Stored records:
──────
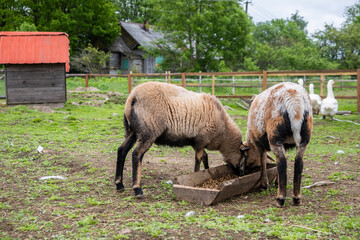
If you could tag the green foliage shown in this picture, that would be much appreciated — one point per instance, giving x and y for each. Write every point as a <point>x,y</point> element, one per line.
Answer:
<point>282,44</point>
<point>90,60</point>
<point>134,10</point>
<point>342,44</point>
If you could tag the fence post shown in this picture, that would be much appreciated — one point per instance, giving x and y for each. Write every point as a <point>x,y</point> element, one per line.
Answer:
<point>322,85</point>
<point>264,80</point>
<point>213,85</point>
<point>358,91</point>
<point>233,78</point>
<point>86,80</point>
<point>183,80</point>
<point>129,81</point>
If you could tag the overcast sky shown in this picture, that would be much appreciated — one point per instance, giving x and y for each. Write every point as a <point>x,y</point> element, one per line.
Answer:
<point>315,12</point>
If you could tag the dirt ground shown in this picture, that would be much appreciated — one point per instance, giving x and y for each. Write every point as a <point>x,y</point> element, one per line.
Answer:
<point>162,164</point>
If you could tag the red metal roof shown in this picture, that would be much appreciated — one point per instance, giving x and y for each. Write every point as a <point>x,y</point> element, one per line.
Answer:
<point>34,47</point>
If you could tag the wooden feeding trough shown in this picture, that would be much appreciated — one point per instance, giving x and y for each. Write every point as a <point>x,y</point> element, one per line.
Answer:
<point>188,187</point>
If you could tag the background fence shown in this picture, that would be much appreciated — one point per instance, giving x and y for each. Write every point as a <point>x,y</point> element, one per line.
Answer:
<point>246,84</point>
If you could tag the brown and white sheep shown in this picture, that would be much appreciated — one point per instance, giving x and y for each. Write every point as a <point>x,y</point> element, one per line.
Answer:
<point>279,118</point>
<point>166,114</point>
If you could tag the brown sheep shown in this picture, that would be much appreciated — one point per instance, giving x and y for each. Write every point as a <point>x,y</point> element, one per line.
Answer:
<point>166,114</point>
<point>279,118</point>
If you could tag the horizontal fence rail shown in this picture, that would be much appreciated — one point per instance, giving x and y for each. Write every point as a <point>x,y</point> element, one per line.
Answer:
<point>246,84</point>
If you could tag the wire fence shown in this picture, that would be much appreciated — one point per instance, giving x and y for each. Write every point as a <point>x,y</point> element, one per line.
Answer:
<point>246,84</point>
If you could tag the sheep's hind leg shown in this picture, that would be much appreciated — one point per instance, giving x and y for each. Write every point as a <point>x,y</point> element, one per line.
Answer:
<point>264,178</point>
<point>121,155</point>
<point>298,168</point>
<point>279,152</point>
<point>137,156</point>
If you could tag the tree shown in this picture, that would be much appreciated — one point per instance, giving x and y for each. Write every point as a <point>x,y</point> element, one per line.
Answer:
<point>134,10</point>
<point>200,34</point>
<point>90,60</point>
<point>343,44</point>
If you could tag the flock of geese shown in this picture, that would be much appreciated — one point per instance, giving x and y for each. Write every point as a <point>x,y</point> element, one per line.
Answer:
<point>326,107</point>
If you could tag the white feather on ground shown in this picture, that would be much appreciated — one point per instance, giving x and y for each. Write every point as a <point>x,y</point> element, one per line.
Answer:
──────
- [Set task]:
Your task is to output exactly the lines running from the one with "If you could tag the sheep's" through the final line of the material above, with both ends included.

- [Task solution]:
If you could tag the sheep's hind leg shown in this picture, that would be much appreciated — one point per instance, giving x and y for each. Write every point as a <point>x,y</point> element, one per line.
Answer:
<point>264,178</point>
<point>121,155</point>
<point>298,168</point>
<point>279,152</point>
<point>137,156</point>
If you could tag the tree shown in this picture, that would be much appreciated — one point per instance, giving x and y for each. Write every point as a <point>x,y</point> element, one per line.
Answer:
<point>134,10</point>
<point>200,34</point>
<point>90,60</point>
<point>343,44</point>
If you could tag the flock of geese shown in this picture, that would be much appreciated — one point per instance, giving x and y for each. Write every point as a <point>x,y</point> element, one per line.
Answer:
<point>326,107</point>
If you could tag the white feather on ground shown in this picture, that would be much appreciated — one point per instance, giving x and y for each. Write every point as a <point>x,y</point> element, one per line.
Answer:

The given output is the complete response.